— begin Selected passage —
[Smt-talk] Popular Songs with 3 or more modulations?

Nick Braae braae.nick at gmail.com
Mon Jun 16 14:23:20 PDT 2014

Hi all,

Queen's songs often featured multiple modulations, although a number
blurred the line between a modulation proper, and an extended tonicization.
Nonetheless, 'Bicycle Race' has episodes in Ab (I want to ride my bicycle),
Bb minor (you say black, I say white…), F (Bicycle races are coming your
way…), as well as the refrain which never confirms any key, and is
presented differently with each occurrence (opens with on Eb/Bb, then
starts on D, then on F later on…).

Also 'Millionaire Waltz' (the follow-up to 'Bohemian Rhapsody') has a broad
structural progression from C-F-Fm-Ab-Eb-Ab-Eb-C; a number of the song's
episodes are harmonically closed through a V-I cadence, which fosters the
impression of rapid, but complete modulations.

Hope that helps - very interesting thread!
— end Selected passage —
Complete the following:
- a) Copy the passage of the Queen modulations post from "Nick Braae braae.nick" up to and including "an extended tonicization.".
- b) Carry on the post about Queen songs with multiple modulations, beginning right after its final line.
— begin Record set —
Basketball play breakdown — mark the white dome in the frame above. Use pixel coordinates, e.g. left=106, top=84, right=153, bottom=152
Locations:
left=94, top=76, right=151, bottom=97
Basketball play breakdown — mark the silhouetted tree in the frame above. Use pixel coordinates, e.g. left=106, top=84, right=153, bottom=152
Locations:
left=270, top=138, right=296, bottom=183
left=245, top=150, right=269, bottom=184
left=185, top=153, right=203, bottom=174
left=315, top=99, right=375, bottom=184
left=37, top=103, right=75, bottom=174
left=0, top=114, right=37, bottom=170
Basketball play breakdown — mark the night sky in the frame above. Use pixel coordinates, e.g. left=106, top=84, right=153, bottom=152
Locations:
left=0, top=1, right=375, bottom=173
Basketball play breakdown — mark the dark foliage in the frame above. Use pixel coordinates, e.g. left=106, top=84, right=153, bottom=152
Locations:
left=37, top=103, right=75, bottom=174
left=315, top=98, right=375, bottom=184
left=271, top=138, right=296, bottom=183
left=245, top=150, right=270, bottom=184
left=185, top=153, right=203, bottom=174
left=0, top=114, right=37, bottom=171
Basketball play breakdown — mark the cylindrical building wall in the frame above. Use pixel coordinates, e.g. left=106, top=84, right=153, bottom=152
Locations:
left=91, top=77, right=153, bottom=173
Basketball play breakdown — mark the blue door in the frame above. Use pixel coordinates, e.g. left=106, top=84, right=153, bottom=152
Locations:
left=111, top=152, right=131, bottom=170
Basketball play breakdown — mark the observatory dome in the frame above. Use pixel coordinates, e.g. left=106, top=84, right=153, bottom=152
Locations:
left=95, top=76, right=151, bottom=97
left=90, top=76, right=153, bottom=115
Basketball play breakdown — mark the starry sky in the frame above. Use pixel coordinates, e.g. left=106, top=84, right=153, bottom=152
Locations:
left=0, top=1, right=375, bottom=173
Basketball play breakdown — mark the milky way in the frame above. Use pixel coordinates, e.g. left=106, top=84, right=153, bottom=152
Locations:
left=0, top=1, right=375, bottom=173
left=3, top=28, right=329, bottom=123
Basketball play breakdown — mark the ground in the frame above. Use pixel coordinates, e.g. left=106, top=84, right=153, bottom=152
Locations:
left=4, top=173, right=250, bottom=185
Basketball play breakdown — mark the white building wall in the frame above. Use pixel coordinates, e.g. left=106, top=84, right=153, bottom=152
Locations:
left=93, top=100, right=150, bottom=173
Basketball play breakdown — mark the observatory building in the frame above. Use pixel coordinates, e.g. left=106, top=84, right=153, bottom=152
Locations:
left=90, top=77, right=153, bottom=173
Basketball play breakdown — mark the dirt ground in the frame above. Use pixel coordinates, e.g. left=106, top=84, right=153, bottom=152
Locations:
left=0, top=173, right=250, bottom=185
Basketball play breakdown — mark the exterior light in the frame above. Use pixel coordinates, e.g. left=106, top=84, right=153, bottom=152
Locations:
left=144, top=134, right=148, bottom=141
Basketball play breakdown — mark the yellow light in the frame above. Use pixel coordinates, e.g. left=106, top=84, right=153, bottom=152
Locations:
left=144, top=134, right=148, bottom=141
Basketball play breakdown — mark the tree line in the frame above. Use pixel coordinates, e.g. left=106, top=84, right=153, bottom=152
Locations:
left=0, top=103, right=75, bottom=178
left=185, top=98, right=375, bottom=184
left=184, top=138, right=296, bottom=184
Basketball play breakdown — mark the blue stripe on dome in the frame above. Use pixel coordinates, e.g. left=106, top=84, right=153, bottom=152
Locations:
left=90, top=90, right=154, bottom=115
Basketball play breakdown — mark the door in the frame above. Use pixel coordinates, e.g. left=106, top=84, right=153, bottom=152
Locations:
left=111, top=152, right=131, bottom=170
— end Record set —
— begin Record set —
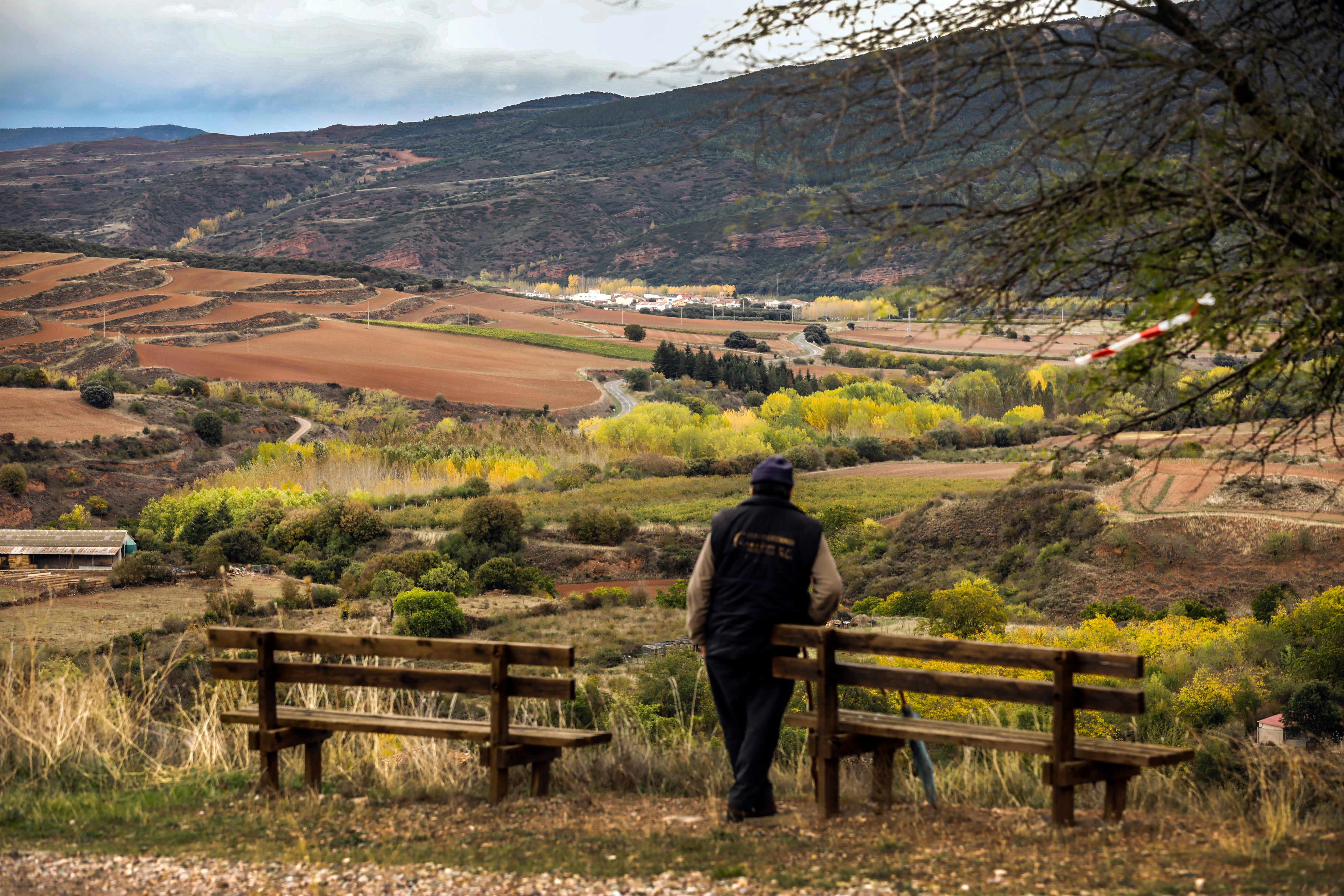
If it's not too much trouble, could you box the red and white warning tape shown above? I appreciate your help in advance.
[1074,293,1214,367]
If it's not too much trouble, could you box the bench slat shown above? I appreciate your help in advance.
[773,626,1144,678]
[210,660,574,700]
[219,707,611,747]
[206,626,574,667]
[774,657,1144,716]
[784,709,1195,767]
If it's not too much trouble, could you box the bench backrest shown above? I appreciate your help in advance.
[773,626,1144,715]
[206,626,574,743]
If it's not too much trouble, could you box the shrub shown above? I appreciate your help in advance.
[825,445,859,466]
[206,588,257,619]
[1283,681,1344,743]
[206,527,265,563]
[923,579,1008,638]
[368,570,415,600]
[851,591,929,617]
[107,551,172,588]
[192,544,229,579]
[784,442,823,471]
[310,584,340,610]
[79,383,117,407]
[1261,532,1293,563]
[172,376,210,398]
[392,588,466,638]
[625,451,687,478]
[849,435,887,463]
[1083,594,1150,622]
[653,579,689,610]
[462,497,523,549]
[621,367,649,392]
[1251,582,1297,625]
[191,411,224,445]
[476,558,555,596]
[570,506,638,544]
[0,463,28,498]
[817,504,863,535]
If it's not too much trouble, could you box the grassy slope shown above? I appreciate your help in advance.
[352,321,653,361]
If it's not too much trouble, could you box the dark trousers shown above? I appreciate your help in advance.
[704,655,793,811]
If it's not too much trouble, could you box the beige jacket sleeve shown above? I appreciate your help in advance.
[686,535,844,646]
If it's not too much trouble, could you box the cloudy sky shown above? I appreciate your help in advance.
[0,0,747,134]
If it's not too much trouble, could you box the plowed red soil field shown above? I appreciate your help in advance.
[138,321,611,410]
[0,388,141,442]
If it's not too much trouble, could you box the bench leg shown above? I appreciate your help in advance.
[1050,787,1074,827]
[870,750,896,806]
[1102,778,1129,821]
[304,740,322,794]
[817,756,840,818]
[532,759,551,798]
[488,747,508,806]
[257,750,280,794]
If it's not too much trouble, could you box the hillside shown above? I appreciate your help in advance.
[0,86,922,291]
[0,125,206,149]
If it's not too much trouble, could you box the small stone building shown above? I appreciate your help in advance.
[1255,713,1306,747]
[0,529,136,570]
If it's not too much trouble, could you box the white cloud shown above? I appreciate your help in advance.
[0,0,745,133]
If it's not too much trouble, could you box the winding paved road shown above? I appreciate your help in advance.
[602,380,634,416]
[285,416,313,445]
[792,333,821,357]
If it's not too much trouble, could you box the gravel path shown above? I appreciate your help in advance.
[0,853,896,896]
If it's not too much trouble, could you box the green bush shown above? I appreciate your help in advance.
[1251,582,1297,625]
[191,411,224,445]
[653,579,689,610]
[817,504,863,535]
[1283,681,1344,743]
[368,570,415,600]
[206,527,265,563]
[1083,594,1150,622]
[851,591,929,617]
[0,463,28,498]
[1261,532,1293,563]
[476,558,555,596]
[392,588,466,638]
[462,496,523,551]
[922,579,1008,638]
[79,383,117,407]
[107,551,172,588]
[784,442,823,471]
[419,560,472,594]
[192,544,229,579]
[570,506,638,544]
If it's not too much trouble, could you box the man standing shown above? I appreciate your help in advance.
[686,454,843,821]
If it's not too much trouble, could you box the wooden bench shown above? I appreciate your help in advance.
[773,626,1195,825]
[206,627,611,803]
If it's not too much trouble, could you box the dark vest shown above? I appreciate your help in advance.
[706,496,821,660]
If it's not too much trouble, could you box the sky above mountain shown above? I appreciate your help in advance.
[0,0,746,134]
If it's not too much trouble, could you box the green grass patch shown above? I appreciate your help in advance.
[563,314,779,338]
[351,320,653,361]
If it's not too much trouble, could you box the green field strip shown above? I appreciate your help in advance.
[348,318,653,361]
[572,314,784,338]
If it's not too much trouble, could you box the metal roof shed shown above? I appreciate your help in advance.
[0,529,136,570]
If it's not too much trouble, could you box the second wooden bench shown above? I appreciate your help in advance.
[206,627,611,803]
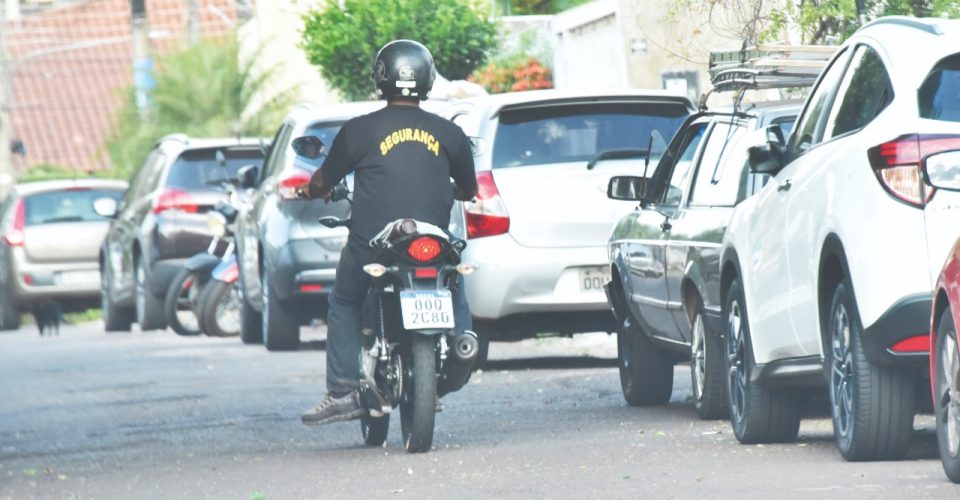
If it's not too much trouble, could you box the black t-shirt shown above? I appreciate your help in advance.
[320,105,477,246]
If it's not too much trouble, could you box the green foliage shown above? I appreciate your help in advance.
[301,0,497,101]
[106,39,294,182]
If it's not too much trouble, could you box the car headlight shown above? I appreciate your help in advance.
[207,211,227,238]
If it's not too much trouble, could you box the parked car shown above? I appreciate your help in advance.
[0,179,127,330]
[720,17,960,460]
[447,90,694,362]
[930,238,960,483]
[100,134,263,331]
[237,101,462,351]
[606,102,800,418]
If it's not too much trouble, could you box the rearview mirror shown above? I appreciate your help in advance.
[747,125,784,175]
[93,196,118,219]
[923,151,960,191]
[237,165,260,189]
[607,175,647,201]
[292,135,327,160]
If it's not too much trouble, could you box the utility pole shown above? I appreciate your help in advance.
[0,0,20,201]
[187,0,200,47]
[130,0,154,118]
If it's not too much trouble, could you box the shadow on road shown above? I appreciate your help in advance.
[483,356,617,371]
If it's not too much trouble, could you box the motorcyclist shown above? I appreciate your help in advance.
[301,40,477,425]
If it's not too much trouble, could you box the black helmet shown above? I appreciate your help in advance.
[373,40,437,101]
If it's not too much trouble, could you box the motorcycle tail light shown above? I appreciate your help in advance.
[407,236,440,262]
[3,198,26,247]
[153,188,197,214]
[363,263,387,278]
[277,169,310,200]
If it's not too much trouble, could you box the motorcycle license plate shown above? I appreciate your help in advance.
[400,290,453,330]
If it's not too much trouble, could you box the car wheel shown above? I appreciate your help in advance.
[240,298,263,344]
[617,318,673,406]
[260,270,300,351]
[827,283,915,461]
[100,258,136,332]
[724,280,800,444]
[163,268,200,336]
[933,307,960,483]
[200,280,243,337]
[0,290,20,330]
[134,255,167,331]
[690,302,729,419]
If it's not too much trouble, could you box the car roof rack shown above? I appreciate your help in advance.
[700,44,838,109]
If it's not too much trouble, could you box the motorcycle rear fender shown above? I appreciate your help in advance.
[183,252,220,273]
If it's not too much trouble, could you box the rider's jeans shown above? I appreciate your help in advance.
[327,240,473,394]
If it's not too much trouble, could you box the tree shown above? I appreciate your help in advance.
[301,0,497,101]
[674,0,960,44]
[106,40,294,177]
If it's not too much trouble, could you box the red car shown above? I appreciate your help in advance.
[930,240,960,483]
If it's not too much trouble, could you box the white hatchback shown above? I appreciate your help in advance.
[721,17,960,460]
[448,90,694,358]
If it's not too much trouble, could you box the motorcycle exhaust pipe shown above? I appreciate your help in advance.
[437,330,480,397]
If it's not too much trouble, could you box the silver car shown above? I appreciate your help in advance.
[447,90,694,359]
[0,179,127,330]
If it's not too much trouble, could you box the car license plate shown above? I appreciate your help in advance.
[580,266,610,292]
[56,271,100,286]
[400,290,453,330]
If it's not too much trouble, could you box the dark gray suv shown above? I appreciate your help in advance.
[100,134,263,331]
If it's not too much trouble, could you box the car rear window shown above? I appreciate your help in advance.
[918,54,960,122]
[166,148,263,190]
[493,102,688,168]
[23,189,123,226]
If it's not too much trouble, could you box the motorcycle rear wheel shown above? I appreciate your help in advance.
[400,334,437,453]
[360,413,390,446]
— end Record set —
Expected results:
- a)
Nick Braae braae.nick at gmail.com
Mon Jun 16 14:23:20 PDT 2014

Hi all,

Queen's songs often featured multiple modulations, although a number
blurred the line between a modulation proper, and an extended tonicization.

- b)
Nick Braae

PhD Student
University of Waikato
New Zealand

On Tue, Jun 17, 2014 at 6:22 AM, John Cuciurean <jcuciure at uwo.ca> wrote:

>  Devin (and list)
> Interesting thread. Admittedly, none of these are pop songs from the past
> 10 years or so, but have you considered:
> "Lucy in the Sky with Diamonds" by the Beatles which moves from A for
> verses to Bb~>G for pre-chorus, then to D (mixo) for chorus.
> "Layla" by Derek & the Dominoes has Intro & choruses in Dm, verses in E,
> instrumental postlude in C.
> "Touch Me" by the Doors. I'm not sure I'd call the harmonic shifts during
> the verses actual modulations but the verses move from G -> Bb - > Db where
> the tonic remains for the chorus.
> "Lazy" by Deep Purple which is based on a 12-bars blues form that
> modulates from F to G to A with successive verses.
> "Diamonds, Diamonds" by Max Webster. Another 12-bar blues form that starts
> in B then moves each successive verse up, first to C, then D, then E,
> followed by an unusual outro (at least for popular music) that incorporates
> a harmonic progression (if you can call it that) that traverses a WT scale
> outlining B-A-G-F-D#-C#-B (all major triads with a 5-6 embellishment) where
> it then outlines a cadential formula in B and closes in the same key in
> which it began.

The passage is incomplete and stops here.